Rewrite the material from the line with "Category: chair back" to the line with "(1066, 213)", replacing "orange tablecloth" with "orange table cover" and leaving everything else unchanged.

Material -
..........

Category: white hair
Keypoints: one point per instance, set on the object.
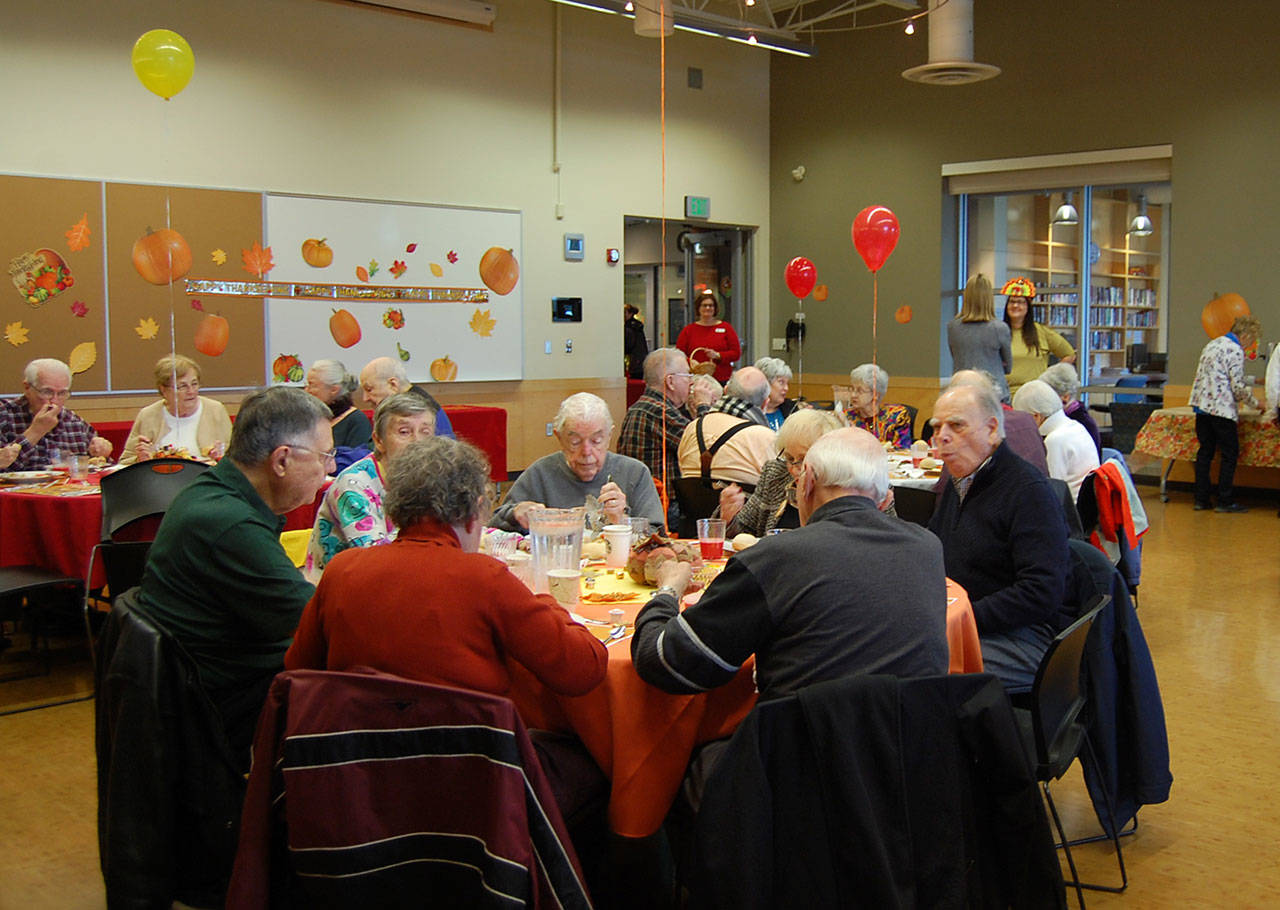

..........

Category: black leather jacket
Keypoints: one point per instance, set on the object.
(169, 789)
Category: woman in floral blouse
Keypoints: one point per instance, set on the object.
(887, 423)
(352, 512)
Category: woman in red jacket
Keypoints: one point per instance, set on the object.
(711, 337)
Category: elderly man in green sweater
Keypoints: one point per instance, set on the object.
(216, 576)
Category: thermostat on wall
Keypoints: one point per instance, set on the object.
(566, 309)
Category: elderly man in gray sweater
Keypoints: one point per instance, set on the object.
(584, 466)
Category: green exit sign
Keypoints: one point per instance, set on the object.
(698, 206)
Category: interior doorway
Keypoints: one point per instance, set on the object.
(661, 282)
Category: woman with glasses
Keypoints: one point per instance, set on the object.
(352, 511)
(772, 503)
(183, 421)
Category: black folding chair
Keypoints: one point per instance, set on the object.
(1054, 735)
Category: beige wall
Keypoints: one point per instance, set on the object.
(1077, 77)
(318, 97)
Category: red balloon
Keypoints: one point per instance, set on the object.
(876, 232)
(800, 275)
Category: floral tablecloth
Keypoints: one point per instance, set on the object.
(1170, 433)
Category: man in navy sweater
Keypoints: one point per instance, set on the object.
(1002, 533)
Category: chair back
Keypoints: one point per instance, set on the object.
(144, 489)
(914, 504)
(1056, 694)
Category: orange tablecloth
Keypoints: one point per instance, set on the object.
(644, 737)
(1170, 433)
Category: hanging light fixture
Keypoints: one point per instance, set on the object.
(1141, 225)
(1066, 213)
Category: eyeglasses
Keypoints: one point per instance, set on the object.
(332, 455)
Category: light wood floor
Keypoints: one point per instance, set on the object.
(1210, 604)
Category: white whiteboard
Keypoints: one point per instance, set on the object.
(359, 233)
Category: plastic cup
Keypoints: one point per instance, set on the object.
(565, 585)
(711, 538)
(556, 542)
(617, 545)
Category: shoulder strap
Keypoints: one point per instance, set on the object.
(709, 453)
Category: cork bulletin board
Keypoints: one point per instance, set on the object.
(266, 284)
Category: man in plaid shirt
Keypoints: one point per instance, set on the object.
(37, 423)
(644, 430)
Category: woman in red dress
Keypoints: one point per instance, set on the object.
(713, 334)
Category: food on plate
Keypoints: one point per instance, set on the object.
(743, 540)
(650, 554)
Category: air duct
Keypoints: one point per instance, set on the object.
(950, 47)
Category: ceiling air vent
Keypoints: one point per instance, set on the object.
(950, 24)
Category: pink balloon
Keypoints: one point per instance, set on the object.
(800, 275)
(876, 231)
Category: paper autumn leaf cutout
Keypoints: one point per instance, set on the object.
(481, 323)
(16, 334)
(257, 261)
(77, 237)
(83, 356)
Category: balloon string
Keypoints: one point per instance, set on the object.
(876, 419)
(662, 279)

..........

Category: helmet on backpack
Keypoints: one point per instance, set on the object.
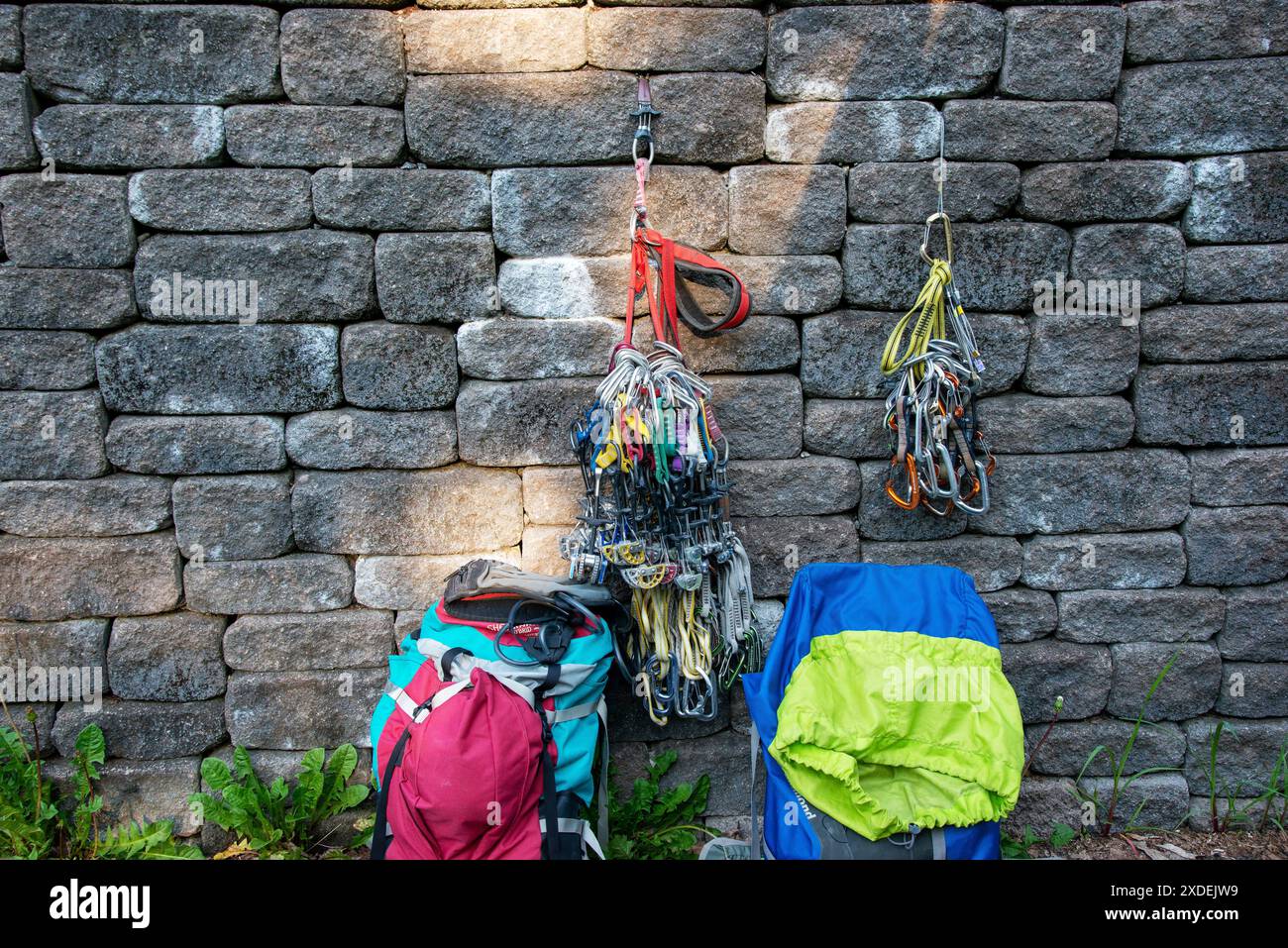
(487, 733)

..........

Answer in full -
Category: chair back
Keypoints: one point per instance, set on the object.
(144, 489)
(914, 504)
(1056, 694)
Category: orange table cover
Keypoints: one point per instance, set on the object.
(644, 737)
(1170, 433)
Category: hanging light fixture
Keypoints: one point per instance, set on the object.
(1141, 225)
(1066, 213)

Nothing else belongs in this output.